Work to be completed →
The listing that follows should be duplicated character for character.

Task data →

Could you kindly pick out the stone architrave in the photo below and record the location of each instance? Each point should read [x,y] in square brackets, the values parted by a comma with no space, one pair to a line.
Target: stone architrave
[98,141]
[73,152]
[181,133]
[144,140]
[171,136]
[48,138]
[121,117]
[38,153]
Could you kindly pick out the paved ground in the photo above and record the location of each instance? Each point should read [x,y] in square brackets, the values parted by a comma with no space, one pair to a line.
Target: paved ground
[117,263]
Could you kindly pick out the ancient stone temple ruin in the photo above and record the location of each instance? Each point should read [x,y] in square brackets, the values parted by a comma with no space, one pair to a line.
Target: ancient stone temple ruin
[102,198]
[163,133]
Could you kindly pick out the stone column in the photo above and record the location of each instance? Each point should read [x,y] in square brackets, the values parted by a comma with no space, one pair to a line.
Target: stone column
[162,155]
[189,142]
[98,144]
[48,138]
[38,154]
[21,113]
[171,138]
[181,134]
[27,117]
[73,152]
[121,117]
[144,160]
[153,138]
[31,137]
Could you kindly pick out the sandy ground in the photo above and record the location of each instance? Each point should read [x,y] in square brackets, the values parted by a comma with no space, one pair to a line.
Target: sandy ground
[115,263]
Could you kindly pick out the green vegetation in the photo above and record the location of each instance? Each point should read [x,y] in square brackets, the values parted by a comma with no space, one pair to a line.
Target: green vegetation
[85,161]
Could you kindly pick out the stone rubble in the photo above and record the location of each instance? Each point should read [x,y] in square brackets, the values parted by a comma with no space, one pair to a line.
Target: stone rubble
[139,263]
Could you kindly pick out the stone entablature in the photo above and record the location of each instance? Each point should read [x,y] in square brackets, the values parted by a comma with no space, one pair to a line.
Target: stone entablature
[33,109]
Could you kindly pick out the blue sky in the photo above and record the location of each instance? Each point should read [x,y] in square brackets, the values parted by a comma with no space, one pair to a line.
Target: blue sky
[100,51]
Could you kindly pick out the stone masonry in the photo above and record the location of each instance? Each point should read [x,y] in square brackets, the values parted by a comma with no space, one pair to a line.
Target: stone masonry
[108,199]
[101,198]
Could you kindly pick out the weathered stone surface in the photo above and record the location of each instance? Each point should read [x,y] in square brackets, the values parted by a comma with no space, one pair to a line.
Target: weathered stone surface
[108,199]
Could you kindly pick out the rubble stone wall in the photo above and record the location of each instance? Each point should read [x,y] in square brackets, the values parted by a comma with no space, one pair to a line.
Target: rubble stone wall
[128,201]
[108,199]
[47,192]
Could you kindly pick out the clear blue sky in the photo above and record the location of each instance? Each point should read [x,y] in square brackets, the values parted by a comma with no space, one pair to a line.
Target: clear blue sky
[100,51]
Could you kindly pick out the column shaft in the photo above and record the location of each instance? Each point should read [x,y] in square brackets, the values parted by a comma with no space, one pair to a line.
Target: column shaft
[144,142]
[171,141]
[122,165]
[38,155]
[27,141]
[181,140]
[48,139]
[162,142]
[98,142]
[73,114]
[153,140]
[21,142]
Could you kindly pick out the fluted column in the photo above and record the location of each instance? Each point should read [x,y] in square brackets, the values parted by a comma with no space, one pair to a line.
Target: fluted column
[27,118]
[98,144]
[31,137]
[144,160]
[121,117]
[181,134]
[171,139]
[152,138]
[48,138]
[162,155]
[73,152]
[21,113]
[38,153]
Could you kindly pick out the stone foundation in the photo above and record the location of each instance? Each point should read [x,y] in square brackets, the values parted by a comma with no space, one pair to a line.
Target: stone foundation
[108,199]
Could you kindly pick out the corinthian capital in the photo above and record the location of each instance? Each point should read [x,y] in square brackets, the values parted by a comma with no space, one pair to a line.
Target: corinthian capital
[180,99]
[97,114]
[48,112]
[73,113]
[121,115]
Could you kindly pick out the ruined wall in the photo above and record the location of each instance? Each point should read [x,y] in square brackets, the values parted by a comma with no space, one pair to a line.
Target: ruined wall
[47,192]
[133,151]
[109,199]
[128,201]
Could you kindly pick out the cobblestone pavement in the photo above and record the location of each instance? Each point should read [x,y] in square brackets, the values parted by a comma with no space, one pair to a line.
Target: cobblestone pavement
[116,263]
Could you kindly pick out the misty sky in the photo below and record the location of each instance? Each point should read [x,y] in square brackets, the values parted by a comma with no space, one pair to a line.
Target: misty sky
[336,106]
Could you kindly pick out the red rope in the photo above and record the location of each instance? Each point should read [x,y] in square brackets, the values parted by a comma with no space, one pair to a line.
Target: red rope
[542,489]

Finished exercise →
Could you kindly pick out the stone architrave in the photo below and record the location of each instance? Each point should read [x,y] in square brackets, the values parted by a comma with no space, one pair to a line.
Target: stone architrave
[98,141]
[73,152]
[181,133]
[144,140]
[171,136]
[48,138]
[121,117]
[38,153]
Could you kindly pick out the paved ground in the photo above and record the location of each instance? Each point should read [x,y] in square brackets, the values parted by a comma with no space, one pair to a line.
Target: paved ground
[117,263]
Could you kindly pick out the ancient stone temple ruin in the photo above and record the location of each instance? Each point should read [x,y] in square brackets, the values parted by a comma with no space, one pair to a line.
Target: ancient stone temple ruin
[102,198]
[163,133]
Could you kindly pick out the stone column in the photo above and record the location of each instance? Each point should read [x,y] in square brackets, the values parted by a comma with no space, one pair to a line.
Target: stone column
[162,155]
[189,142]
[98,144]
[48,138]
[38,154]
[21,113]
[171,138]
[181,134]
[27,117]
[73,152]
[121,117]
[144,160]
[153,138]
[31,137]
Could you kindly pick out the sandy ground in the photo above and record the location of each instance? Each point should read [x,y] in square brackets, the values parted by a comma with no space, one pair to a line.
Target: sandy ground
[115,263]
Could you kindly pick out the green vegetation in the photo above and record the location of each instance? Each point should read [x,y] in square brackets, the values parted by a comma with no space, one pair to a line.
Target: green vegetation
[85,161]
Could you kindly pick out the stone rubble in the photo above and record the location of each instance? Each point should read [x,y] in square brackets, the values parted by a comma with no space, one pair to a line.
Target: stone rubble
[139,263]
Could you kindly pick out the stone entablature in the photo above and record the location of each instance? Each point should read [x,y] in square brackets, the values parted by a comma with no space, one pair to a line.
Target: stone entablature
[33,109]
Could you kindly pick out the blue sky in the photo above and record the location of each instance? Each point should read [x,y] in square brackets, the values parted by a comma with no space, one pair to a line.
Target: blue sky
[100,51]
Could you kindly pick out the stone masonry in the photo above and record the location of each instance? Each point should read [x,y] in square brackets, the values parted by a comma with no space, one pair to a line.
Target: stone masonry
[108,199]
[101,198]
Could you kindly pick out the weathered stone surface in the photo above and record the location of each instance? Each point should read [x,y] in square brackets, the values parted by a comma with no space, one pair to a line.
Target: weathered stone surface
[108,199]
Could you kindly pick out the rubble stone wall in the photo above and record the location of each instance? Each point should read [x,y] in square brackets, the values parted by a comma with no space, one pair to a line.
Target: rubble stone wall
[128,201]
[108,199]
[47,192]
Could you kindly pick out the clear blue sky in the photo above and record the location of each instance? Each point should read [x,y] in square brackets, the values parted by a comma with no space, one pair to a line.
Target: clear blue sky
[100,51]
Could you kindly pick out the column shaft in the photo above and record the location of each instance? Each point should read [x,y] in square brackets, the values parted by a comma with no space, one pair to a line.
Target: column shaft
[144,142]
[171,141]
[122,165]
[38,155]
[27,141]
[181,140]
[48,139]
[162,142]
[98,142]
[73,114]
[153,140]
[21,142]
Could you kindly pick out the fluted column in the photo above and record the location of each instance? Each point should read [x,y] in square brackets, the values parted by a comma with no space, one pair to a line.
Target: fluted column
[27,118]
[98,144]
[31,137]
[144,160]
[121,117]
[181,134]
[171,139]
[152,138]
[48,138]
[162,155]
[73,152]
[21,113]
[38,153]
Could you kindly pick out the stone foundation in the photo above and record the location of each instance? Each point should read [x,y] in square brackets, the values parted by a comma with no space, one pair to a line.
Target: stone foundation
[108,199]
Could you kindly pick out the corinthian capital in the photo above and record the location of each instance? Each point should read [x,y] in square brackets, the values parted by a comma with no space, one pair to a line.
Target: corinthian capital
[180,99]
[97,114]
[48,112]
[73,113]
[121,115]
Could you kindly pick out the ruined wall in the photo above and record the location of each instance? Each point should read [x,y] in square brackets, the values parted by a comma with no space, one pair to a line.
Target: ruined wall
[47,192]
[133,151]
[109,199]
[128,201]
Could you kindly pick out the cobblestone pavement in the photo above and record the location of each instance? Each point should read [x,y] in square brackets, the values parted by a comma with no space, one pair to a line.
Target: cobblestone pavement
[116,263]
Could you kindly pick out the misty sky in the photo below and record the location of each instance? Each point should read [x,y] in square brackets, the values parted by a comma with no space, one pair to a line.
Target: misty sky
[336,106]
Could you kindly pick out the red rope in the photo above and record the location of each instance? Each point should read [x,y] in square brackets, the values parted by a comma with no space, one pair to a line.
Target: red rope
[542,489]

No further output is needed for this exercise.